What needs to be done |
Reproduce only the part that opens with the line containing "[locate] the pectoral" and closes with the line containing "x=89, y=143", with every occurrence of "dorsal fin" changed to "caudal fin" and nothing else altered.

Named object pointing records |
------------------------------------------------------------------------

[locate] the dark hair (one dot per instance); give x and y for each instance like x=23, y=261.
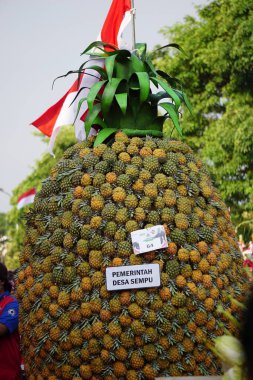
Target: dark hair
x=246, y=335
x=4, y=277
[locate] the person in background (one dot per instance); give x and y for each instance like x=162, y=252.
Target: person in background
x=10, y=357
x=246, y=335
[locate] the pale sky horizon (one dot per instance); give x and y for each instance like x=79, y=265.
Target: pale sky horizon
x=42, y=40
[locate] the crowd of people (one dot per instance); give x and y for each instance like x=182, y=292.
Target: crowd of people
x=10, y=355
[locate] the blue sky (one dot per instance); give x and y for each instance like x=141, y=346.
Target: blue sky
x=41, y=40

------------------------------------------------------------------------

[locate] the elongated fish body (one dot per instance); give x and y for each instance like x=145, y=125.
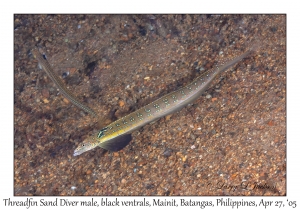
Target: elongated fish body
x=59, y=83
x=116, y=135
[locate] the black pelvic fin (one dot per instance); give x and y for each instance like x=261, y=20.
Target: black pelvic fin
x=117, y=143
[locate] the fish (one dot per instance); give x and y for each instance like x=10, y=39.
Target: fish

------------------------------------------------------------------------

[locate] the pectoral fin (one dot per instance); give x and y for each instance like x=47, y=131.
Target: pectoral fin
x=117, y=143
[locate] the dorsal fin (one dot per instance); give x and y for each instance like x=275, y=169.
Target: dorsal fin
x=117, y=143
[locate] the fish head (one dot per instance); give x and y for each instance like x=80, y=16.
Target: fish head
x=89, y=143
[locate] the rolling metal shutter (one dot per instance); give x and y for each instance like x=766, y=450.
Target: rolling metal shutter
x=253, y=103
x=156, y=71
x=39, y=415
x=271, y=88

------------------------------------------------------------------------

Task solution |
[locate] the pectoral fin (one dot per instance); give x and y for each instance like x=47, y=131.
Target: pectoral fin
x=117, y=143
[locate] the caudal fin (one dot per instance); give x and y for each instance like x=275, y=169.
Target: caudal fin
x=117, y=143
[locate] the fish head (one dot per instance); give x and y for each instance like x=80, y=16.
Target: fish head
x=89, y=143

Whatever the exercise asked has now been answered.